Recopiez à l'identique le passage qui s'ouvre sur la ligne contenant "rocky cliff face | box_all" et se ferme sur la ligne contenant "[175,315,214,350]", ces deux lignes incluses. Laissez les images hors de votre réponse.

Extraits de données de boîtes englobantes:
***
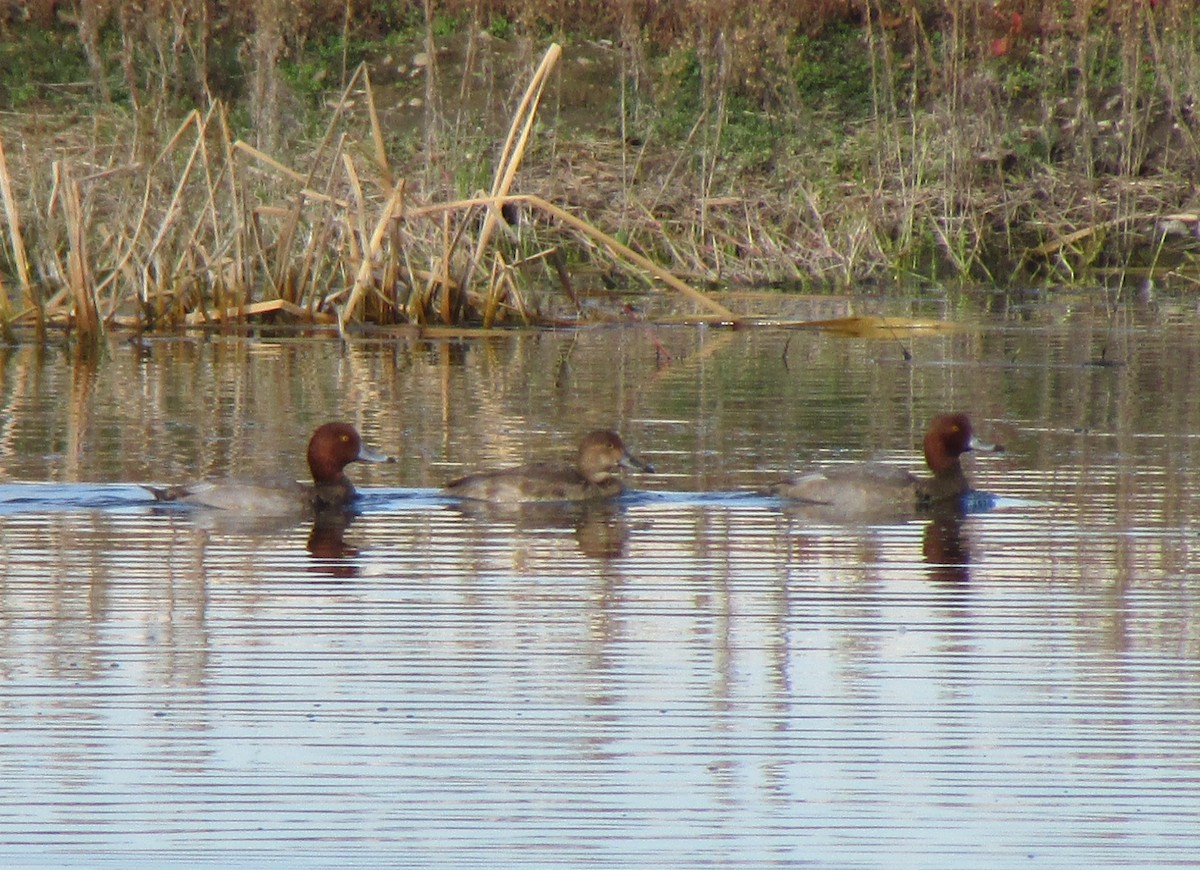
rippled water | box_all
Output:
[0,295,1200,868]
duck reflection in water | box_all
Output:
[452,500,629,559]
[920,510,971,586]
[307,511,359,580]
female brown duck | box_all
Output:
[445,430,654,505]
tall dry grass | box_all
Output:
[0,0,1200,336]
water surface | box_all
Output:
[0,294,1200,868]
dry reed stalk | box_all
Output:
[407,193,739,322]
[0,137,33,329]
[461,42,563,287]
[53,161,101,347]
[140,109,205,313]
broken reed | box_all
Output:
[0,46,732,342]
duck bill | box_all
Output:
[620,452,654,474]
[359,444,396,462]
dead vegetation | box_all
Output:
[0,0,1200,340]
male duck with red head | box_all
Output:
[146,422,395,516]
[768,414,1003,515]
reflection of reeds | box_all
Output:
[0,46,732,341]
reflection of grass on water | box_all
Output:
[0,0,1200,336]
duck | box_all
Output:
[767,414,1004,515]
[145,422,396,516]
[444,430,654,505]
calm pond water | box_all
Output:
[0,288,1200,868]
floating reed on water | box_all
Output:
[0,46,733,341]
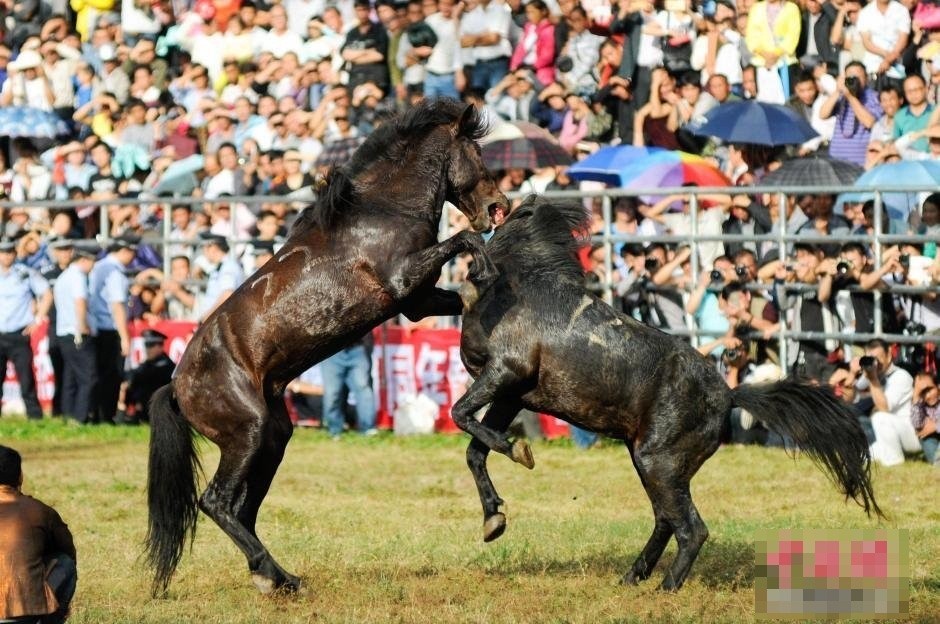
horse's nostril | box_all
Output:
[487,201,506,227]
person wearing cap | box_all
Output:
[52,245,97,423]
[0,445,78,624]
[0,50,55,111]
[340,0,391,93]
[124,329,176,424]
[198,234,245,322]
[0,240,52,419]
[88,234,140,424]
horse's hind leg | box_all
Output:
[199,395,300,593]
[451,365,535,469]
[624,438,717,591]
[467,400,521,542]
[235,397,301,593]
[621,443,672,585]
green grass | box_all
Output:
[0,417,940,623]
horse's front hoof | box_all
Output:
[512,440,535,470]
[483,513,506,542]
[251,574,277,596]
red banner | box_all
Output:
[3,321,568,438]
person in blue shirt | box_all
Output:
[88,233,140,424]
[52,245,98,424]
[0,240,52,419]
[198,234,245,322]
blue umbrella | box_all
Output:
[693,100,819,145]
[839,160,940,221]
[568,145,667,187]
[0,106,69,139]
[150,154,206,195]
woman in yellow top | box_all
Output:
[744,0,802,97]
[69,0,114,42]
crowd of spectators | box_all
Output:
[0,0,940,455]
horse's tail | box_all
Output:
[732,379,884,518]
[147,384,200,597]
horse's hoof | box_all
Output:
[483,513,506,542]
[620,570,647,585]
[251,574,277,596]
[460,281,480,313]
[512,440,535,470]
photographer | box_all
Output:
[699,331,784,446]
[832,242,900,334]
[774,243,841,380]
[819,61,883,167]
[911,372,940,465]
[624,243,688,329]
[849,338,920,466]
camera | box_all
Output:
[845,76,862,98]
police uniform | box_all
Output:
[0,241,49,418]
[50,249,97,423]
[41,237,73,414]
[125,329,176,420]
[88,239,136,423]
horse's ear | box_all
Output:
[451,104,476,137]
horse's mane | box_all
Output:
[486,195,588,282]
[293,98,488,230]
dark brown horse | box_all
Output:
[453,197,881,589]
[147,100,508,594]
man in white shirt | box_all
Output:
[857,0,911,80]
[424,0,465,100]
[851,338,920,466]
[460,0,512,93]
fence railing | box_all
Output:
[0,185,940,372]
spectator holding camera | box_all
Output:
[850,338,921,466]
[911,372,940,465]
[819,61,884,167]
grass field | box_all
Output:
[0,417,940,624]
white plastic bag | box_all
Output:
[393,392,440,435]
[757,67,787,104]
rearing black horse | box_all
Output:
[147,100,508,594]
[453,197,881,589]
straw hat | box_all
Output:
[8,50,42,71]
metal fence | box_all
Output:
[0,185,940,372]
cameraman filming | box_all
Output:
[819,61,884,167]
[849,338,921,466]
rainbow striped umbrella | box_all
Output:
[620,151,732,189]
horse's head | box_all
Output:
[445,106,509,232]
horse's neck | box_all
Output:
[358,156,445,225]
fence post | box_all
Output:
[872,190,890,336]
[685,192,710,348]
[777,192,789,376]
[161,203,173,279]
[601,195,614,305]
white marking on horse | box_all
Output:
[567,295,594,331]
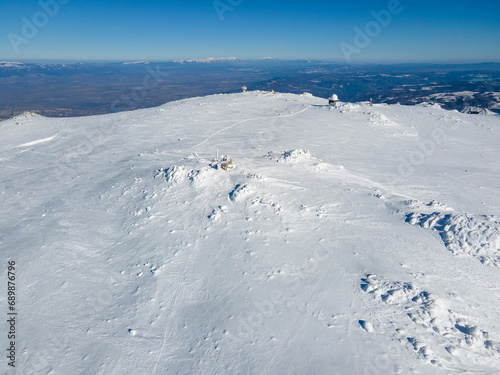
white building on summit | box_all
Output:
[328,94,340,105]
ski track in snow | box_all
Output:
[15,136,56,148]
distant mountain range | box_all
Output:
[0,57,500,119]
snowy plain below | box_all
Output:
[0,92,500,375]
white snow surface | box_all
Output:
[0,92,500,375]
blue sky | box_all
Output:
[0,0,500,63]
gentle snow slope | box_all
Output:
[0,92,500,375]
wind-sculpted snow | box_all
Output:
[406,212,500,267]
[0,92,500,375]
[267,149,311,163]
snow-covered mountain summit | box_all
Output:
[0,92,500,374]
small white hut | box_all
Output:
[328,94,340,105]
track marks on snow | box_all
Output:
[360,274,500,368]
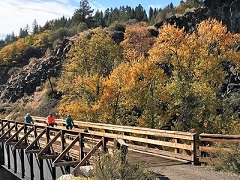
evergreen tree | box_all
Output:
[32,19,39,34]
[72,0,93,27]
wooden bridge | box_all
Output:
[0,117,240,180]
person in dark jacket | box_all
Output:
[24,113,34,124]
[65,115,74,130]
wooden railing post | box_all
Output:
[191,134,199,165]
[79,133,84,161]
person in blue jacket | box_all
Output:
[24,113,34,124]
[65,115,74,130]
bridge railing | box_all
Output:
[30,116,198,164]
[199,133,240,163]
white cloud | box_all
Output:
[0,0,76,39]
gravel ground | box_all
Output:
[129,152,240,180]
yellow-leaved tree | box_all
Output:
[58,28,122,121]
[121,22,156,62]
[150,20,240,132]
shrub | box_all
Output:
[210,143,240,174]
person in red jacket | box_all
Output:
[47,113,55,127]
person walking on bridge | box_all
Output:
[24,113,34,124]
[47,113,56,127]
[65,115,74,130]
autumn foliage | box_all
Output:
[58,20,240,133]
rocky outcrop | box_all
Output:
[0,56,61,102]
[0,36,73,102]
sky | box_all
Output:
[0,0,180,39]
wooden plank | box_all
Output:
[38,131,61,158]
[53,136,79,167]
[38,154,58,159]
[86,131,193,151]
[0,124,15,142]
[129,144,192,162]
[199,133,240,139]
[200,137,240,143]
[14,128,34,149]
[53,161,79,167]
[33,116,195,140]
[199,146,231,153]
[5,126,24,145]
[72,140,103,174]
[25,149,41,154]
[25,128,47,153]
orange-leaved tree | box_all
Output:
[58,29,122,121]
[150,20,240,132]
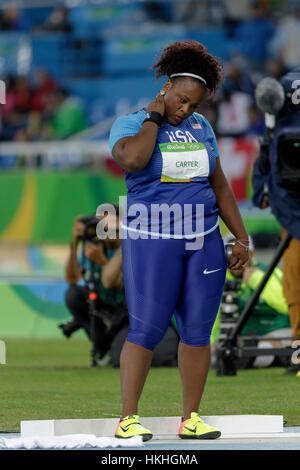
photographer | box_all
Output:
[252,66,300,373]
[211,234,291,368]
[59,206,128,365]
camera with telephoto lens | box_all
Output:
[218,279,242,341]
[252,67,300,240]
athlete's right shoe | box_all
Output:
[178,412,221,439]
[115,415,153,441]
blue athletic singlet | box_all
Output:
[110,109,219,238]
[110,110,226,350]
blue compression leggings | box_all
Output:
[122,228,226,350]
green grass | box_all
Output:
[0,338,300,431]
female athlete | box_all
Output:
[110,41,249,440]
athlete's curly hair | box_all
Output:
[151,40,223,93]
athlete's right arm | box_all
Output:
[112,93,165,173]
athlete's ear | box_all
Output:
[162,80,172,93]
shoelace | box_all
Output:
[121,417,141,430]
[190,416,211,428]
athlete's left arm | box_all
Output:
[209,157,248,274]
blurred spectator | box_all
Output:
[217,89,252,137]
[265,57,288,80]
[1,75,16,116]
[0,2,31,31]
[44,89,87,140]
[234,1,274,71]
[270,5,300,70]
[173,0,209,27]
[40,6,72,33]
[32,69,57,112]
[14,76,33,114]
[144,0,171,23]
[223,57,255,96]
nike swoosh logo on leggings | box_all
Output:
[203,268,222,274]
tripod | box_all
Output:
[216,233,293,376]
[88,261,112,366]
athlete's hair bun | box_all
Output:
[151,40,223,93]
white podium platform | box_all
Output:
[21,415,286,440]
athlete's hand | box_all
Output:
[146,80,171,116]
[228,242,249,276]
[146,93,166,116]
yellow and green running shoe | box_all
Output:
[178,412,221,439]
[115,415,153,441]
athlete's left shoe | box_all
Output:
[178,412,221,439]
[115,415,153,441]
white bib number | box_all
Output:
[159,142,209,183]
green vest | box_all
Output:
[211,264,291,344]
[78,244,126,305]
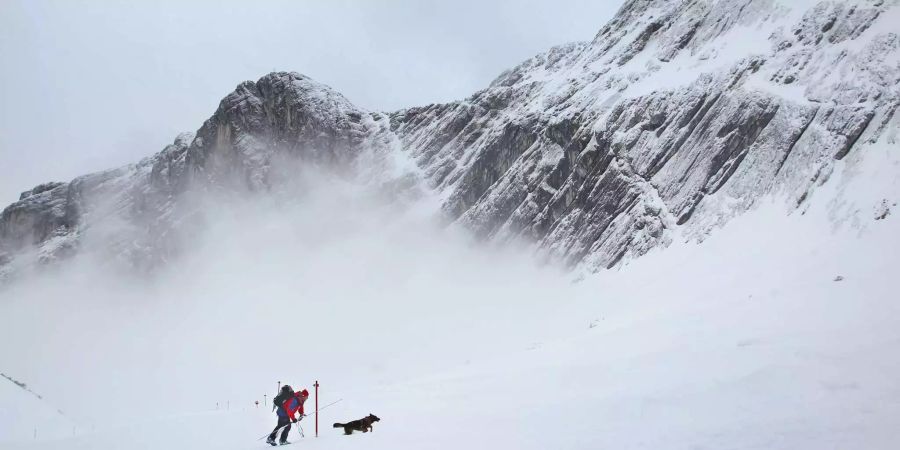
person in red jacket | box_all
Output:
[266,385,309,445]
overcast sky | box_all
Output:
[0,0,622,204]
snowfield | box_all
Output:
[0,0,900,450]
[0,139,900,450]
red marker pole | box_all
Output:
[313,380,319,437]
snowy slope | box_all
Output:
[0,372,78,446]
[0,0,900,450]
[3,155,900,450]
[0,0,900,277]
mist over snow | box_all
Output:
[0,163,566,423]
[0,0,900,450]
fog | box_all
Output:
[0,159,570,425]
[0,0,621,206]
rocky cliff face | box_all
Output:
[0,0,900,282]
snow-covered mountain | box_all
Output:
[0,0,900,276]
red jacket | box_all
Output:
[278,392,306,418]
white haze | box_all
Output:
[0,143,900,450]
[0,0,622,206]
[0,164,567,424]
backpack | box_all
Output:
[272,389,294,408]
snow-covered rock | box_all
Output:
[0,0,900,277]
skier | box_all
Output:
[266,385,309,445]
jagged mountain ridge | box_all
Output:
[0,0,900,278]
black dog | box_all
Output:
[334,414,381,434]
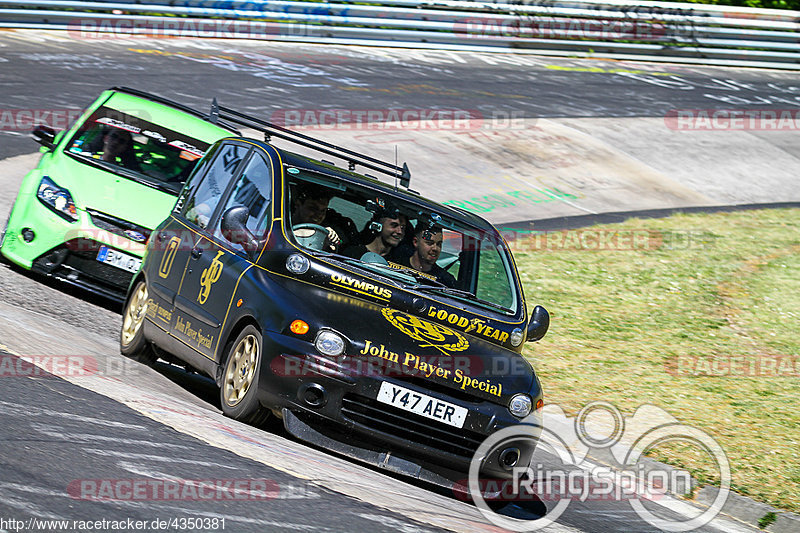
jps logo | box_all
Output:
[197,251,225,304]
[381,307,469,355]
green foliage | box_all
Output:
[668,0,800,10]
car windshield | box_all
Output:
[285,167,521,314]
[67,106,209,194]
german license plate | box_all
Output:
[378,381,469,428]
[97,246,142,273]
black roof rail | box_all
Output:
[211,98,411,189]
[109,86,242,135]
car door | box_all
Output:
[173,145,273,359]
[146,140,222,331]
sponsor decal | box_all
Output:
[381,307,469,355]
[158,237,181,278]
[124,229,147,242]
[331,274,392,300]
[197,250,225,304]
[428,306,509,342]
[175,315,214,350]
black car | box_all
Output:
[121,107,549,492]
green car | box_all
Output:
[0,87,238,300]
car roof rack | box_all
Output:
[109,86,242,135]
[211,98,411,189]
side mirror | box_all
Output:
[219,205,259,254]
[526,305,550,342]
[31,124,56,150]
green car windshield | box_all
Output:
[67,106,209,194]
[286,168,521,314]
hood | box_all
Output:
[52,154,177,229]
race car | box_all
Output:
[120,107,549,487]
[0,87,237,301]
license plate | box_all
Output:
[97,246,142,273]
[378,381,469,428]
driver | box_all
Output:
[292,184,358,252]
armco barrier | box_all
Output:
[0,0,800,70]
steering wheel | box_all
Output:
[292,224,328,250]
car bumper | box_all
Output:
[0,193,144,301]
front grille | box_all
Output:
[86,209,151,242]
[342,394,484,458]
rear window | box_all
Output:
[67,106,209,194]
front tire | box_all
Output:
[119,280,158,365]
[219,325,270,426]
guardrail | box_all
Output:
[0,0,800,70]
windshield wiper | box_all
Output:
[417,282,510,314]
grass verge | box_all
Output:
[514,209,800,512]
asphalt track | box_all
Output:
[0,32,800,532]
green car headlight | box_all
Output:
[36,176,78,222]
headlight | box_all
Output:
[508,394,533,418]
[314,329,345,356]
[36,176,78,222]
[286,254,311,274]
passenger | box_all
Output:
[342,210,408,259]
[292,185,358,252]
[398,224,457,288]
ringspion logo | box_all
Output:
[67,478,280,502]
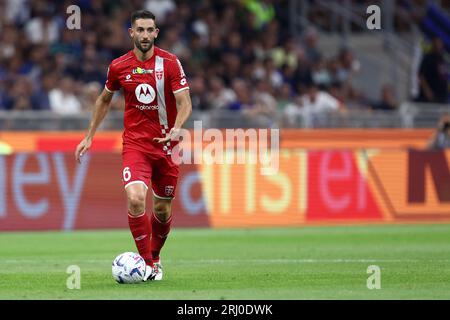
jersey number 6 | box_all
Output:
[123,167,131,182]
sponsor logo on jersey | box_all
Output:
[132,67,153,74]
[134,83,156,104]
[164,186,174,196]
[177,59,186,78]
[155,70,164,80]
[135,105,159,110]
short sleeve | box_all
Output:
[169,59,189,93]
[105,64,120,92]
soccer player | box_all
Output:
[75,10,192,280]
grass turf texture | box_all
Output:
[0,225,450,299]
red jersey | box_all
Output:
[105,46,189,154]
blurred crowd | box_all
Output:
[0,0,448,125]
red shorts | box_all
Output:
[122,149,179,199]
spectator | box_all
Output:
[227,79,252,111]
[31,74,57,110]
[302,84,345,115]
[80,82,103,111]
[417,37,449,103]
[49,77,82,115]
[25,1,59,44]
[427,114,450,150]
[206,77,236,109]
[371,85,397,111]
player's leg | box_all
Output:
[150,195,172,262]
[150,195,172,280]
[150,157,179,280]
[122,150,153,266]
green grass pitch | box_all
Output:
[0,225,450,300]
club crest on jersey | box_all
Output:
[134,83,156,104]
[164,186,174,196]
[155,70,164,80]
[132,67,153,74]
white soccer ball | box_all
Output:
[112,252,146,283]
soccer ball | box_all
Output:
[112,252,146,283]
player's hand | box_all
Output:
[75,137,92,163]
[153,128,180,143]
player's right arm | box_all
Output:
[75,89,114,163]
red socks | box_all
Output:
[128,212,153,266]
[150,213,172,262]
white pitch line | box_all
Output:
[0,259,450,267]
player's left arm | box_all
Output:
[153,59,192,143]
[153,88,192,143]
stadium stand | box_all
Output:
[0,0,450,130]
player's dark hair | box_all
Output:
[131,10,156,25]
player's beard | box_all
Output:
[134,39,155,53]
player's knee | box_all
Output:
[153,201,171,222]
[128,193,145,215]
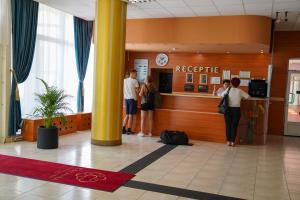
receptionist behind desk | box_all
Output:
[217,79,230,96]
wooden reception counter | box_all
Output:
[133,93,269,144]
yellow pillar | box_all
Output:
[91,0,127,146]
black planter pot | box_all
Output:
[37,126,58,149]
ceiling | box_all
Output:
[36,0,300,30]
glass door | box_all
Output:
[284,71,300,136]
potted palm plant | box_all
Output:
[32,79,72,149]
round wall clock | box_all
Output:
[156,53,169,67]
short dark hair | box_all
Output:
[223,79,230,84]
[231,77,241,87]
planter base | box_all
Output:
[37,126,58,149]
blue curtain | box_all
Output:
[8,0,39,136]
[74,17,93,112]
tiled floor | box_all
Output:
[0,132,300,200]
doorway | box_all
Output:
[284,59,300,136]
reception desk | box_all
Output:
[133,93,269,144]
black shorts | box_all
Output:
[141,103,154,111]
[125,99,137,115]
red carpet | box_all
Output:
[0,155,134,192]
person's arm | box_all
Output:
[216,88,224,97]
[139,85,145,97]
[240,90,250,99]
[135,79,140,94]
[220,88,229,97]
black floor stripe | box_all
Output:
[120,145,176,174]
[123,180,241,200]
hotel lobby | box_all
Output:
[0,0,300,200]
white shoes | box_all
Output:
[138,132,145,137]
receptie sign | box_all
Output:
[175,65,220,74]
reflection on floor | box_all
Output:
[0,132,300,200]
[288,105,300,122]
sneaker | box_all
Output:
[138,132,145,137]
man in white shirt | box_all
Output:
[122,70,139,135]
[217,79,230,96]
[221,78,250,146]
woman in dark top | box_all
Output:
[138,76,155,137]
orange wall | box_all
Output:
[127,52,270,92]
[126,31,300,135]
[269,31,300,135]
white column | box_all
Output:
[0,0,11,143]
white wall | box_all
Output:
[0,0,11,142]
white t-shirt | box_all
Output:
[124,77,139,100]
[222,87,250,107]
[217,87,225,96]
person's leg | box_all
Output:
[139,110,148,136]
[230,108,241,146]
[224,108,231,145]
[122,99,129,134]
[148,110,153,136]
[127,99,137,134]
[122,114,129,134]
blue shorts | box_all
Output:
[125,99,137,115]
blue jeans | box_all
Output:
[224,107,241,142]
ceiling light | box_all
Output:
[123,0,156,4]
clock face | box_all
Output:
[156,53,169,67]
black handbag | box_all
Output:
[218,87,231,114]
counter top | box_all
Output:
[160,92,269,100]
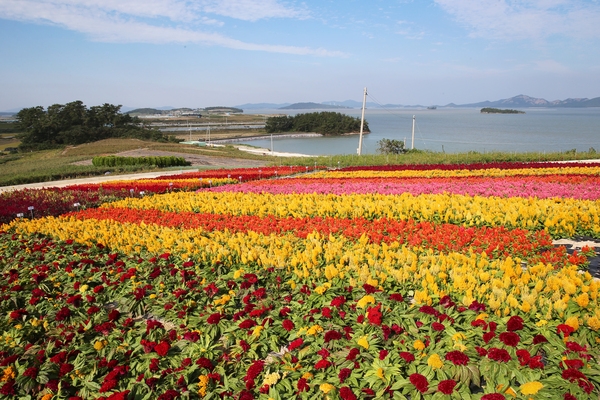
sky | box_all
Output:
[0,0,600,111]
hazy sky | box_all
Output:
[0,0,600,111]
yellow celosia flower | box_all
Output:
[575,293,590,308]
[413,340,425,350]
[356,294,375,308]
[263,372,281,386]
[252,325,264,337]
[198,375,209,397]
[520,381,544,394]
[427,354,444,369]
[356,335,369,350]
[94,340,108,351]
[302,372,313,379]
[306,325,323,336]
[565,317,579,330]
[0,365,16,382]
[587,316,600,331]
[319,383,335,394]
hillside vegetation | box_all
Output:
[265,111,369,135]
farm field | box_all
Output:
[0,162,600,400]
***
RÉPONSE À LA CONSIGNE:
rocky cliff face | box_all
Output:
[0,0,900,282]
snow-covered mountain | box_all
Output:
[0,0,900,276]
red jacket | box_all
Output:
[278,392,306,418]
white haze | box_all
Output:
[0,143,900,450]
[0,0,622,206]
[0,164,567,424]
backpack | box_all
Output:
[272,389,294,408]
snow-covered rock | box_all
Output:
[0,0,900,277]
skier | box_all
Output:
[266,385,309,445]
jagged mountain ridge | box_all
Output:
[0,0,900,278]
black dog | box_all
Output:
[334,414,381,434]
jps logo | box_all
Output:
[197,251,225,304]
[381,307,469,355]
green foliage | box_all
Output:
[668,0,800,10]
car windshield | box_all
Output:
[285,167,521,314]
[67,106,209,194]
german license plate | box_all
Output:
[378,381,469,428]
[97,246,142,273]
black roof rail | box_all
Output:
[211,98,411,189]
[109,86,242,135]
car door | box_all
Output:
[173,145,273,359]
[146,140,222,331]
sponsor decal | box_all
Output:
[381,307,469,355]
[158,237,181,278]
[124,229,147,242]
[331,274,392,300]
[197,250,225,304]
[428,306,509,342]
[175,315,214,350]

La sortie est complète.